Position identification records:
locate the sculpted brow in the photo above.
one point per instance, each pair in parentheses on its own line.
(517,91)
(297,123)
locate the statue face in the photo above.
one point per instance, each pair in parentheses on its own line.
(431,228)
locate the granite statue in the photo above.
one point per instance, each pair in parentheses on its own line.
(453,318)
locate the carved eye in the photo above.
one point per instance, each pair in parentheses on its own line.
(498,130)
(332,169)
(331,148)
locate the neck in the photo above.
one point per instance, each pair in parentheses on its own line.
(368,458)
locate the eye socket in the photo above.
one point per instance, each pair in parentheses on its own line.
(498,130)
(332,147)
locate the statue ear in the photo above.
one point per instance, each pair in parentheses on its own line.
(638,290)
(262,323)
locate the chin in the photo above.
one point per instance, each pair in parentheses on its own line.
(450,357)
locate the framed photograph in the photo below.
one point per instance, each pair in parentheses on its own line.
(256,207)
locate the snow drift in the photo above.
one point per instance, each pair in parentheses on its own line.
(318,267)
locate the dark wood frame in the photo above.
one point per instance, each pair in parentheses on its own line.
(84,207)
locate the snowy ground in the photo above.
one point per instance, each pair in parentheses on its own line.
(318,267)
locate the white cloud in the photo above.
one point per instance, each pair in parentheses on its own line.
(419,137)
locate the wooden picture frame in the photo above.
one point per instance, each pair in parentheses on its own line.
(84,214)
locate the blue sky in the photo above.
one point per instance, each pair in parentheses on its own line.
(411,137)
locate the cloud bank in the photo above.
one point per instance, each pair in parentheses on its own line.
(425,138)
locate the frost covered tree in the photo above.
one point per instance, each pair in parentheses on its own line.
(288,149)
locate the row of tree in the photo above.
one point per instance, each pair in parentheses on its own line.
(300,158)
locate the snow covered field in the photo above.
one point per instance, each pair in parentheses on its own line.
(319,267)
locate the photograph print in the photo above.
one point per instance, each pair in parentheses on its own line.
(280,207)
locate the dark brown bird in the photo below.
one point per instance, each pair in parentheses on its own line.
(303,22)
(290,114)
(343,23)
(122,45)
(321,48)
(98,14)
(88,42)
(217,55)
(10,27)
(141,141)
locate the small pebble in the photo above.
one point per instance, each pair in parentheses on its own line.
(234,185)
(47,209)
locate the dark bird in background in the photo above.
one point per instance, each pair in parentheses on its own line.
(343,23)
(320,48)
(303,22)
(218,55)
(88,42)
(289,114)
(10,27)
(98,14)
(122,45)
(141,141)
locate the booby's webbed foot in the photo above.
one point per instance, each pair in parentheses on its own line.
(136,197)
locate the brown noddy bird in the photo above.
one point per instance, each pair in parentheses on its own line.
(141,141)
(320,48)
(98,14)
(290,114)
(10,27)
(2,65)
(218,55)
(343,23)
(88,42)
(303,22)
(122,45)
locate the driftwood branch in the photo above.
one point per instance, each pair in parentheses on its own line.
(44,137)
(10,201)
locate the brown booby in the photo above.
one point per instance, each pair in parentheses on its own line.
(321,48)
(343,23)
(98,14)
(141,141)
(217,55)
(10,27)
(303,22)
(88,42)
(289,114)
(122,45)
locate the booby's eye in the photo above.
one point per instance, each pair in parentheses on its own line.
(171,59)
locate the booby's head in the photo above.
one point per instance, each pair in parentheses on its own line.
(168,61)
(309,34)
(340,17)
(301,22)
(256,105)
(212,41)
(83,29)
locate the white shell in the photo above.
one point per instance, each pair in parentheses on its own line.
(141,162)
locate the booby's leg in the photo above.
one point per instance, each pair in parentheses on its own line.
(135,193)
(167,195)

▶ Challenge: Revise all the entries by changing every "in parentheses" to "in round brackets" and leaving everything else unchanged.

▶ Task response:
locate the sculpted brow in the photo above.
one point per instance, each pair in round brackets on its own line.
(517,91)
(297,123)
locate the statue face in the photo above.
one point per instance, each pair in round brackets on its own line.
(431,228)
locate the granite statue in the photo above.
one point per instance, each pair in round brackets on its own line.
(453,318)
locate the carved eye in the photo above.
one point per instance, each pair in round brackets on its own line.
(498,130)
(332,169)
(331,148)
locate the neck in the photo above.
one point per instance, each pair in round brackets on its own line.
(368,458)
locate the eye socket in the photo above.
one point per instance, each pair in round brackets on its own line.
(498,130)
(332,147)
locate the statue ear in the photo above.
one point per instance, each pair in round brackets on its own line.
(638,290)
(262,323)
locate the chin in the photo above.
one point per instance, each pair in round brackets on its own line.
(450,357)
locate the framed photograph in the photo below.
one point per instance, each pair in round brackets on its own line.
(256,207)
locate the snow drift in the photo above.
one point per instance, each pair in round brackets on its own line.
(318,267)
locate the dark wood frame in the photo above.
one point per instance, each pair in round brackets on its own line.
(84,207)
locate the snowy ground in the photo above.
one point per instance, each pair in round brackets on its own line.
(318,267)
locate the white cloud in the photo above.
one point per instance, each pair in round brackets on its own line.
(419,137)
locate the wooden picture frame in the photo above.
one point per instance, each pair in round brackets on its own line.
(84,214)
locate the blue sky in the photo above.
one point per instance, each pair in round brackets on its own line.
(411,137)
locate the cloud bank in the photo above.
one point per instance, each pair in round brackets on its own line.
(425,138)
locate the frost covered tree in the photo above.
one point per instance, each pair in round brackets on its own line.
(288,149)
locate the row of tree in the photo above.
one point per instance, each pair in round brackets on its own line.
(300,158)
locate the snow covered field in the photo above.
one point per instance, each pair in round brackets on its own line.
(319,267)
locate the photograph print in the photo above.
one point per instance, each pair in round brackets on its own line.
(280,207)
locate the dark brown bird in the photo below.
one point per instance, each pair in round brackets on its own line.
(303,22)
(290,114)
(343,23)
(122,45)
(321,48)
(98,14)
(88,42)
(217,55)
(10,27)
(141,141)
locate the small pebble in the photo above.
one point per instance, each pair in round brackets on its own line.
(234,185)
(47,209)
locate the dark bird in background in the photo above.
one point per instance, each pair in round brackets on its own line.
(343,23)
(320,48)
(303,22)
(218,55)
(88,42)
(289,114)
(10,27)
(98,14)
(122,45)
(141,141)
locate the booby's webbed foot in the photo above.
one point per instance, each pair in round brackets on its own line.
(136,197)
locate the brown noddy bird in the photo above.
one point per instance, each pair in round brackets on its own line.
(141,141)
(320,48)
(98,14)
(290,114)
(10,27)
(2,65)
(218,55)
(343,23)
(88,42)
(303,22)
(122,45)
locate the driftwood branch in the photo above.
one point per instance, each pair in round brackets on its own line.
(44,137)
(10,201)
locate the brown booby in the photo above.
one point per instance, each pair in round brackets on its own line.
(321,48)
(343,23)
(98,14)
(141,141)
(217,55)
(10,27)
(303,22)
(88,42)
(289,114)
(122,45)
locate the booby's eye in the photo above.
one point per instance, each pair in round brackets on its own line.
(171,59)
locate the booby's head in the photo above.
one point per instance, each pair in round brackets on its own line.
(168,61)
(309,34)
(340,17)
(301,22)
(256,105)
(212,41)
(83,29)
locate the white shell in the photo above.
one point per instance, each pair in round brackets on its own line.
(141,162)
locate the booby's leg in the photo above.
one point per instance, each pair in round brackets on its own line.
(135,193)
(167,195)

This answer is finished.